● **Work to be completed**
Set out everything in the records below from the line containing "search for shaded" down to the line containing "[218,400,401,640]", both included, as a JSON list of strings. Each line becomes one string, and blank lines are left out.

● **Information provided**

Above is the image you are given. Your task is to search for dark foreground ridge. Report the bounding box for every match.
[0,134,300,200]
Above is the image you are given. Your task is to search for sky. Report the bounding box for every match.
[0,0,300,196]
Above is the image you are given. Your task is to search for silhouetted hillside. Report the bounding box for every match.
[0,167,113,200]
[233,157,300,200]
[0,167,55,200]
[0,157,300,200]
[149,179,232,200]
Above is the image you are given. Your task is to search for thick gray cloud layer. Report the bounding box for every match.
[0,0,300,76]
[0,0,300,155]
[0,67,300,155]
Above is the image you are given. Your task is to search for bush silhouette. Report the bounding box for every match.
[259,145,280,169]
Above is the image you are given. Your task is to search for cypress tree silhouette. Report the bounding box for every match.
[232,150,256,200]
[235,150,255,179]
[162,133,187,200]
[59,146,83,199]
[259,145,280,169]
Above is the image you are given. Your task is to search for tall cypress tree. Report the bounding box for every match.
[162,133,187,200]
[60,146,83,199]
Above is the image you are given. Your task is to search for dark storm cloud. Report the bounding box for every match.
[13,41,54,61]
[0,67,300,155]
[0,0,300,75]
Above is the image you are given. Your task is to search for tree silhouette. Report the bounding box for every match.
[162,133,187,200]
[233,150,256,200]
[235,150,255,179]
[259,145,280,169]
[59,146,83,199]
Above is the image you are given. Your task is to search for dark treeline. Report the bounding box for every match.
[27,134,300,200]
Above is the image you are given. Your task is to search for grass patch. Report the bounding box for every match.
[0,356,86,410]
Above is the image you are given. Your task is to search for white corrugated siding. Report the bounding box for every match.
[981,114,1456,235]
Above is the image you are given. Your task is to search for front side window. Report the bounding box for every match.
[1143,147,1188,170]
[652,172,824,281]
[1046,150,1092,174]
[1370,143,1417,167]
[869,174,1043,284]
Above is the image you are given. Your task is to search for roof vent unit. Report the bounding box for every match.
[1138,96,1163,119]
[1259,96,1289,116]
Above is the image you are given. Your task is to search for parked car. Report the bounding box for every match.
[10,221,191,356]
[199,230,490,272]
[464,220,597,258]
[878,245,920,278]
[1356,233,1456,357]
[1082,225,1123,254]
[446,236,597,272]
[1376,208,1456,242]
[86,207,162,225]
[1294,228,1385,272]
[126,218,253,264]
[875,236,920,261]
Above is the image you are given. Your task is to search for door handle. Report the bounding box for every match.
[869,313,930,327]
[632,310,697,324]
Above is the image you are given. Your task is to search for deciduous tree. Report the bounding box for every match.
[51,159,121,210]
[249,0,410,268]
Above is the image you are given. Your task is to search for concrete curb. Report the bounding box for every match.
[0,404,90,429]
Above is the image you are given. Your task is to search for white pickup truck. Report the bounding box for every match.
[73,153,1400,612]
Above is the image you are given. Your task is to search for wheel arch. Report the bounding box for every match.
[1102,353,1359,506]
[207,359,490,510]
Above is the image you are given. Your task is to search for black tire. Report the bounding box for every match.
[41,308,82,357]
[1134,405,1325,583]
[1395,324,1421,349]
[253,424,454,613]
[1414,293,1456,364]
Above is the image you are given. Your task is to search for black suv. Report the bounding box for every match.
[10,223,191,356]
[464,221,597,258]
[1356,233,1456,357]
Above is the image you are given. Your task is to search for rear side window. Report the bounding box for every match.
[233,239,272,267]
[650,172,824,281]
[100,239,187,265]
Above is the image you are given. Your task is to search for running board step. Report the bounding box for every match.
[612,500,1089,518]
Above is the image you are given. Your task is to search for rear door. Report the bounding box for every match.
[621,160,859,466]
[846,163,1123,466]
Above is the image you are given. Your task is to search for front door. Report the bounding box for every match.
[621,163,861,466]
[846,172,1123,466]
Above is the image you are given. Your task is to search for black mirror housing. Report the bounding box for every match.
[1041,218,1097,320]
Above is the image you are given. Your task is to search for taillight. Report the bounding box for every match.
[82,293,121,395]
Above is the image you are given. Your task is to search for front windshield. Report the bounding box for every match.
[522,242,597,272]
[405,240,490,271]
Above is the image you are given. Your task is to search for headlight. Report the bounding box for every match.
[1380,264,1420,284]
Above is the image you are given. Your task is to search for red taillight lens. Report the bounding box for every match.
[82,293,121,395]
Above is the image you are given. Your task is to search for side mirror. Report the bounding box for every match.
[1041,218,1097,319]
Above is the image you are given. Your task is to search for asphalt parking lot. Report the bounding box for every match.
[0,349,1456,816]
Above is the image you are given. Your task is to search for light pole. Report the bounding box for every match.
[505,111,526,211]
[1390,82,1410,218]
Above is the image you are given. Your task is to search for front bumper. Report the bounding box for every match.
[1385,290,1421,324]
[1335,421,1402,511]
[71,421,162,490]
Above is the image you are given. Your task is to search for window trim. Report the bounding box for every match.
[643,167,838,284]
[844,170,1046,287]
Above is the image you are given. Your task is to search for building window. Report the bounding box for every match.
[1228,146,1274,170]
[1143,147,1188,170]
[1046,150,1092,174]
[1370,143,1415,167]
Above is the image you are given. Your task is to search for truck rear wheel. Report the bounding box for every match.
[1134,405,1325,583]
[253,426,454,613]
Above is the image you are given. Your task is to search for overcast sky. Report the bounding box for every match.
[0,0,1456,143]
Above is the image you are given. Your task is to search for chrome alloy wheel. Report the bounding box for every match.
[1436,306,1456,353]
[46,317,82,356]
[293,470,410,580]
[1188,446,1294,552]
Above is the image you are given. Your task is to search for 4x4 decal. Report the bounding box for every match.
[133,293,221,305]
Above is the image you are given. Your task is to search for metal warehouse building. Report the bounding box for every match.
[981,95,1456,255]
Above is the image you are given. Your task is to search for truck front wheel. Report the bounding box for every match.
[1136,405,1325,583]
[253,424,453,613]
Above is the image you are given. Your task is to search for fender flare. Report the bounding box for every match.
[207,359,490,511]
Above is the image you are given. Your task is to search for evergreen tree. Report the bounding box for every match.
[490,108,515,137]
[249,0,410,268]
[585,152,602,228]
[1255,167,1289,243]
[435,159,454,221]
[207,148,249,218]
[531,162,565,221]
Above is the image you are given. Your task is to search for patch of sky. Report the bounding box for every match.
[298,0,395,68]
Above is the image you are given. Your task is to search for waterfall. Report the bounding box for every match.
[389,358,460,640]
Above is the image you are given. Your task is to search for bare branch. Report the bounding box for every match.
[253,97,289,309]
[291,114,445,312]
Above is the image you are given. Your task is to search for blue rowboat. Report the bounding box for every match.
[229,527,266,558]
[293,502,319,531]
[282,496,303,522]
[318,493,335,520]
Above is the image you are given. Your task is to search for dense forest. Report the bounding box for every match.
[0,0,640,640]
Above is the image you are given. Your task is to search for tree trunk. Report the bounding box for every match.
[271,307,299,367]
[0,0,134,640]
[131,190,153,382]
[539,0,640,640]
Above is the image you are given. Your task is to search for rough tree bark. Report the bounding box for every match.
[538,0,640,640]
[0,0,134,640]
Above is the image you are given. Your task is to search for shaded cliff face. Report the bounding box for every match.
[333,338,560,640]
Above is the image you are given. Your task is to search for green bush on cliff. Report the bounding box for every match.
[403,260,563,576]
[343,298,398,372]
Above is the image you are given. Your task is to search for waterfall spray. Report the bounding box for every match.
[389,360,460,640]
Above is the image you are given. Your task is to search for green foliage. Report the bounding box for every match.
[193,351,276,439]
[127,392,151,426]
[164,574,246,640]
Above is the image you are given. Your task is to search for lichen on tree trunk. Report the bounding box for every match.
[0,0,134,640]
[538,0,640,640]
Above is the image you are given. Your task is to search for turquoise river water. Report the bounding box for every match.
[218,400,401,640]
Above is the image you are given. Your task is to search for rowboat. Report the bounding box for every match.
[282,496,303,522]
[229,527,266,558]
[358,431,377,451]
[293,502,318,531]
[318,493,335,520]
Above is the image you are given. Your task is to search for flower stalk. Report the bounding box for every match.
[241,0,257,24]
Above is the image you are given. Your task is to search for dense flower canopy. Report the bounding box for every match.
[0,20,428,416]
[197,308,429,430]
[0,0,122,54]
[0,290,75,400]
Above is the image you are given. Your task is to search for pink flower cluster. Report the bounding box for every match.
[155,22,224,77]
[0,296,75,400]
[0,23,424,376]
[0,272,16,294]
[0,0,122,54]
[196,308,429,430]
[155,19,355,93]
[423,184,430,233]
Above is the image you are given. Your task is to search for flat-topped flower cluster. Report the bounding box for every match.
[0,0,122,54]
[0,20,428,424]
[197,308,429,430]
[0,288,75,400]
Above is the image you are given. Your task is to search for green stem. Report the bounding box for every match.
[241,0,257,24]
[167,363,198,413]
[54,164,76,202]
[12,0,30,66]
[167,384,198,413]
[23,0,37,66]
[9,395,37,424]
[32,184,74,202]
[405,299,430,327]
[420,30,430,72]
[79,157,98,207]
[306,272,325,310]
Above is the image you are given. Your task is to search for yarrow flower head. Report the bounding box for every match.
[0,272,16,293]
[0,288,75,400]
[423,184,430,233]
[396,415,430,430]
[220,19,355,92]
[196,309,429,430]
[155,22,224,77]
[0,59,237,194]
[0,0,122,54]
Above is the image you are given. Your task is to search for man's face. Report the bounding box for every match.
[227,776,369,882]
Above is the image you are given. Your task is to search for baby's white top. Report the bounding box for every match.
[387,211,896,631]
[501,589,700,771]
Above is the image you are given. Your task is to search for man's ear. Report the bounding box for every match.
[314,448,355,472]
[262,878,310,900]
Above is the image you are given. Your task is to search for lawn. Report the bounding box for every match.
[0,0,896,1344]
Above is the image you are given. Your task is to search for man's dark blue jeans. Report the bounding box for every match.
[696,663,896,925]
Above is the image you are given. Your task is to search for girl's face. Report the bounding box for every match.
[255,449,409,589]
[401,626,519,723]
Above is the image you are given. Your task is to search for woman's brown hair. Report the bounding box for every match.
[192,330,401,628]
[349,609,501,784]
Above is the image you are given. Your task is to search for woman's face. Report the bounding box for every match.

● **Answer**
[
  "Above is the image you are given. Your task is to search for shaded cliff face. Report the bounding box for every match.",
  "[333,338,560,640]",
  "Above is the image you are given. Your task is to search for green bush on cliff. Report the bounding box for every match.",
  "[403,260,563,576]",
  "[343,298,398,372]",
  "Above is the image you are given. Your task is to search for waterfall spray. Report the bounding box for every match.",
  "[389,360,460,640]",
  "Above is the image you are given. Your task is to search for green foliage. Report the bounding box for every match.",
  "[193,351,276,439]",
  "[127,392,151,426]",
  "[164,574,246,640]",
  "Above is the image you are given. Your task is to search for lichen on tree trunk. Report the bounding box for every match.",
  "[0,0,134,640]",
  "[538,0,640,640]",
  "Above is the image you are given. Your task is to search for turquoise river water. Report the bounding box for every match.",
  "[218,400,401,640]"
]